Can you recast all the material below as a Markdown table with the columns "No." and "Line", giving each line its own numbered row and leaving out blank lines?

* _Provided records_

----------

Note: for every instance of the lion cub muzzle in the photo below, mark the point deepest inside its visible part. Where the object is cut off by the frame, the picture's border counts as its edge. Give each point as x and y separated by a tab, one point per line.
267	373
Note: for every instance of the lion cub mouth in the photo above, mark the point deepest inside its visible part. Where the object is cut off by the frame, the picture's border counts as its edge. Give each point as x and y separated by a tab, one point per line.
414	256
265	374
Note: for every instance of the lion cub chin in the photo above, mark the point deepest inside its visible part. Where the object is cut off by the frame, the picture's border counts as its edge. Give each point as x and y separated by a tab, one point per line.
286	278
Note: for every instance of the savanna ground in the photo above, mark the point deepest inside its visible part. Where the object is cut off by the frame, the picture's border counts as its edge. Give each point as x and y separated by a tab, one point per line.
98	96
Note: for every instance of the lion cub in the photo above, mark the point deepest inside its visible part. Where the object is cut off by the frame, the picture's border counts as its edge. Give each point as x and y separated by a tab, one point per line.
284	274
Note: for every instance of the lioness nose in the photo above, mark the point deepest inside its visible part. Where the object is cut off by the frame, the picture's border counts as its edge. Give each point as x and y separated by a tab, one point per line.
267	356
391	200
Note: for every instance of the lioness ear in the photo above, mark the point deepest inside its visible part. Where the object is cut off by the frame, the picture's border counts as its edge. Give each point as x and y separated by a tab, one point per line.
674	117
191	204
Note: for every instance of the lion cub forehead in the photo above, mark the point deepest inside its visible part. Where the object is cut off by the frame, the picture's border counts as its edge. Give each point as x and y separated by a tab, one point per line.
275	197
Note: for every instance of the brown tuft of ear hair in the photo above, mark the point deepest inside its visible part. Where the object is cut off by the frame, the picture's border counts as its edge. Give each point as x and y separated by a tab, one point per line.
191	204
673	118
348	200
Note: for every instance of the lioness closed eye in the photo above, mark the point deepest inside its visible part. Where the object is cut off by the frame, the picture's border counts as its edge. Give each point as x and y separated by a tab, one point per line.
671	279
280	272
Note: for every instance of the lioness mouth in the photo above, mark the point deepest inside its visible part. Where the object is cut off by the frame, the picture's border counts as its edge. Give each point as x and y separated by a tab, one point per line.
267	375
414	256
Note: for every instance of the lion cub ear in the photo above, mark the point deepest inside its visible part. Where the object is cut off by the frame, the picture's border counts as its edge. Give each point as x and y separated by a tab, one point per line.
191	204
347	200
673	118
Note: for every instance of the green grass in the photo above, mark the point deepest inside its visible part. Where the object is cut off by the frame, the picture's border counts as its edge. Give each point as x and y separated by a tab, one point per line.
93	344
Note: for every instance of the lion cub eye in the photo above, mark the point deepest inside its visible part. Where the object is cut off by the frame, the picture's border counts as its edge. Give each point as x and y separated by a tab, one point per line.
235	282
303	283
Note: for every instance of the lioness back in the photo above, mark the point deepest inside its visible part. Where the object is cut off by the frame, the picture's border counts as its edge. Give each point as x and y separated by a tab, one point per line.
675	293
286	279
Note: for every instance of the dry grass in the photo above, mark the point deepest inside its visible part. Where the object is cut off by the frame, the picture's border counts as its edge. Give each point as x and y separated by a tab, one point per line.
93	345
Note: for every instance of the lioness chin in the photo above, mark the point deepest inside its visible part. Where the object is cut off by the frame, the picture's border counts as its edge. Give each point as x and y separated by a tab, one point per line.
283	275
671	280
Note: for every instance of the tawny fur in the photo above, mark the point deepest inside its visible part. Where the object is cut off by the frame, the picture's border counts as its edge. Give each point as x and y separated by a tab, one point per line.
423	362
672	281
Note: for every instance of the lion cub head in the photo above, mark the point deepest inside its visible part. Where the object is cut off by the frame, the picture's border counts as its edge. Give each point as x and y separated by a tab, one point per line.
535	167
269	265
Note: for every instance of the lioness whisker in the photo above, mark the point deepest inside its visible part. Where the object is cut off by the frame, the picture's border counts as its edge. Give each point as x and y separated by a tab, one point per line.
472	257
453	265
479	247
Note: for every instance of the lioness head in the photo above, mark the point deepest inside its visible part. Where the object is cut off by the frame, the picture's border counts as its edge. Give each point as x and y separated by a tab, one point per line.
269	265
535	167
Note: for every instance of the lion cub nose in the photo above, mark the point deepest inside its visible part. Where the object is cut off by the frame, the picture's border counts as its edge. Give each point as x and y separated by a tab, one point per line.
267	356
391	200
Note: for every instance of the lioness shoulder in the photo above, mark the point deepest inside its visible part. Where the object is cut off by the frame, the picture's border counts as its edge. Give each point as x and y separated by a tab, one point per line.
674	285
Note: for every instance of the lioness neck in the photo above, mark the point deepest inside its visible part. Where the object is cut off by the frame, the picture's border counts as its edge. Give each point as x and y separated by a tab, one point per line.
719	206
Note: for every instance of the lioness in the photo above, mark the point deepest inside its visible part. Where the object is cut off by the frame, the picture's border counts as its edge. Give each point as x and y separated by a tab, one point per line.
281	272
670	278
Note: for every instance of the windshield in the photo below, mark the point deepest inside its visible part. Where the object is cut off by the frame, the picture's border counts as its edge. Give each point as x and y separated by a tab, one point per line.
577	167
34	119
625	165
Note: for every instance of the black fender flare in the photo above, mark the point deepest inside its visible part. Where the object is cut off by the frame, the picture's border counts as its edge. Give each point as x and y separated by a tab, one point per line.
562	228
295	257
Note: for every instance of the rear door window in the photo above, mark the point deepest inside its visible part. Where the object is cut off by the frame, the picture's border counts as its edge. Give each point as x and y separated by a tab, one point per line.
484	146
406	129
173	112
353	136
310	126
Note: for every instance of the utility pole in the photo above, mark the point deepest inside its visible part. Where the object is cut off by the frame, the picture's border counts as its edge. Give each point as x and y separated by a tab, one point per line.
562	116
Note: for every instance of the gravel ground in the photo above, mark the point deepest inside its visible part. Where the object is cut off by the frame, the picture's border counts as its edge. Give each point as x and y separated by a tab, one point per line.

----------

* _Output of the task_
| No. | Line |
|---|---|
| 1 | Note: for every instance of the lion cub muzzle in the photo below, mark the point deepest inside its visible part. Where the object is cut off by the frame, the picture's border counts as its edge. Give each point as x and y separated by a tab, one point per line. |
| 2 | 267	373 |
| 3 | Note: for every instance of the lion cub mouth in the photo above, mark the point deepest inside its visible part. Where the object is cut off by the frame, the picture's border counts as its edge. Give each point as x and y separated by a tab, one point per line. |
| 4 | 414	256 |
| 5 | 265	374 |
| 6 | Note: for every instance of the lion cub chin in the photo above, mark the point deepest inside its visible part. Where the object is cut off by the frame, the picture's border counts as its edge. Give each point as x and y separated by a tab, one point per line. |
| 7 | 286	278 |
| 8 | Note: for every instance of the savanna ground in the photo above, mark the point deepest inside its visible part. Where the object is cut off by the frame, the picture's border counts as its edge. Give each point as x and y separated by a tab, one point per line. |
| 9 | 98	96 |
| 10 | Note: for every instance of the lion cub in the photo above, mark the point deepest inside its visible part. Where the object is cut off by the frame, the picture's border counts as its edge. Give each point as x and y separated by a tab, one point per line. |
| 11 | 284	274 |
| 12 | Note: for every instance of the lioness nose in the photo above, mark the point deepest inside its visible part. Where the object is cut off by the frame, the picture's border counts as its edge. Give each point as x and y separated by a tab, one point per line. |
| 13 | 267	356 |
| 14 | 391	200 |
| 15 | Note: for every instance of the lioness ear in the photo above, mark the point deepest inside its visible part. Where the object is cut off by the frame, the picture's border counts as its edge. Give each point as x and y separated by a tab, one point per line. |
| 16 | 674	117 |
| 17 | 191	204 |
| 18 | Note: for every instance of the lion cub forehead in the photo above, mark the point deepest inside its visible part. Where the object is cut off by the frame, the picture's border counts as its edge. Give each point as x and y separated by a tab, one point per line. |
| 19 | 275	197 |
| 20 | Note: for every instance of the brown tuft of ear hair in the photo above, mark the point deepest inside its visible part. Where the object is cut off by the frame, the picture's border counts as its edge. Give each point as x and y separated by a tab, one point per line. |
| 21 | 191	204 |
| 22 | 673	118 |
| 23 | 348	200 |
| 24 | Note: for every instance of the lioness closed eye in the photo above, mark the point deepest inside its visible part. Where the object is cut off by the frame, the picture's border counts as its edge. Give each point as x and y separated by a tab, one point per line. |
| 25 | 671	279 |
| 26 | 280	272 |
| 27 | Note: for every instance of the lioness mouth in the photo above, mark the point deepest inside its visible part. Where the object is cut off by the frame, the picture's border counts as its edge. Give each point as x and y separated by a tab, one point per line. |
| 28 | 267	375 |
| 29 | 414	256 |
| 30 | Note: for every instance of the lion cub ear in the photo above, mark the point deepest inside its visible part. Where the object is cut off by the frame, the picture's border counts as its edge. Give each point as x and y separated by a tab, one point per line. |
| 31 | 191	204 |
| 32 | 347	200 |
| 33 | 673	118 |
| 34 | Note: for every instance of the green grass in the photo above, mark the point deepest inside its visible part. Where the object is cut off by the frame, the picture's border counts as its edge. Give each point as x and y separated by a tab, one point per line. |
| 35 | 93	344 |
| 36 | Note: for every instance of the lion cub eye in the photo above, mark the point deepest inside its visible part. Where the object is cut off by the frame, the picture's border counts as its edge. Give each point as x and y separated by a tab, one point per line. |
| 37 | 235	282 |
| 38 | 303	283 |
| 39 | Note: for every instance of the lioness back in the photo above, mark the point deepest inside its visible part. Where the object is cut off by the frame, the picture's border counts as its edge. Give each point as x and y separated by a tab, one point per line. |
| 40 | 675	293 |
| 41 | 286	279 |
| 42 | Note: for every instance of the dry grass in the photo above, mark the point deepest inside its visible part. Where the object is cut off by the frame, the picture's border counts as its edge. Give each point as x and y separated by a tab, one point per line. |
| 43 | 93	345 |
| 44 | Note: for every instance of the lioness chin in the photo above, mark the point deepest inside its visible part. Where the object is cut off by the frame, the picture's border counts as its edge. Give each point as x and y separated by a tab, one point per line. |
| 45 | 283	275 |
| 46 | 671	280 |
| 47 | Note: for every instance of the tawny fur in the photo above, mark the point deepest inside its visible part. Where the object is cut off by the frame, the picture's border counts as its edge. Give each point as x and y separated by a tab, one point per line. |
| 48 | 423	362 |
| 49 | 672	281 |
| 50 | Note: for every instance of the lion cub head in the photo above, mark the point deepest inside its visible part. Where the object is cut off by the frame, the picture's border counts as its edge. Give each point as x and y separated by a tab, one point per line. |
| 51 | 535	167 |
| 52 | 269	265 |
| 53 | Note: for every instance of the lioness whisker in the photo above, mark the point deepest inside its visible part. Where the object is cut off by the frame, the picture's border counts as its edge. Give each point as x and y separated by a tab, one point per line. |
| 54 | 472	257 |
| 55 | 453	265 |
| 56 | 479	247 |
| 57 | Note: for every instance of the lioness head in the photo above, mark the point deepest inside its visible part. Where the object is cut off by the frame, the picture's border counts as its edge. Give each point as x and y separated by a tab, one point per line. |
| 58 | 269	265 |
| 59 | 535	167 |
| 60 | Note: for every instance of the lion cub nose in the photo above, mark the point deepest inside its visible part. Where the object is cut off by the frame, the picture's border counts as its edge. Give each point as x and y separated by a tab, one point per line. |
| 61 | 267	356 |
| 62 | 391	200 |
| 63 | Note: for every instance of the lioness shoulder in the photo above, mark the point deepest inside its visible part. Where the object is cut off by the frame, the picture's border counts as its edge. Give each point as x and y separated by a tab, one point per line. |
| 64 | 674	285 |
| 65 | Note: for every instance of the lioness neck in the photo above, mark the point deepest inside its visible part. Where the object is cut off by the frame, the picture's border counts as its edge. Give each point as x and y separated by a tab, one point per line. |
| 66 | 719	206 |
| 67 | Note: for every instance of the lioness in the photo above, mark the point deepest inside its visible part. Where the object is cut off by the frame, the picture's border counts as its edge. Give each point as x and y separated by a tab, one point per line. |
| 68 | 281	272 |
| 69 | 670	278 |
| 70 | Note: for every instance of the windshield in the photo below, mark the point deepest inside its visible part. Where the object is cut off by the frame, the picture's border counts as its edge. Give each point as x and y separated by a tab, one point per line. |
| 71 | 577	167 |
| 72 | 34	119 |
| 73 | 625	165 |
| 74 | Note: for every instance of the black fender flare in the photo above, mark the point deepest inside its visible part. Where the object is cut off by the frame, the picture's border counts as its edge. Give each point as x and y separated by a tab, one point per line. |
| 75 | 562	228 |
| 76 | 295	257 |
| 77 | Note: for every instance of the rear door window in the photo above, mark the point deepest inside its visible part. Where the object is cut off by the frame, the picture's border counts as its edge. Give each point as x and y separated by a tab, one point per line. |
| 78 | 484	146 |
| 79 | 406	129 |
| 80 | 173	112 |
| 81 | 353	136 |
| 82 | 310	126 |
| 83 | Note: for every instance of the utility pole in the photo above, mark the point deepest inside its visible part. Where the object is cut off by the frame, the picture's border counts as its edge. Give each point as x and y separated by a tab, one point per line. |
| 84 | 562	116 |
| 85 | Note: for every instance of the gravel ground in the photo above, mark the point deepest inside its visible part. Where the object is cut off by the frame, the picture's border counts as its edge. Give each point as x and y separated by a tab, one point per line. |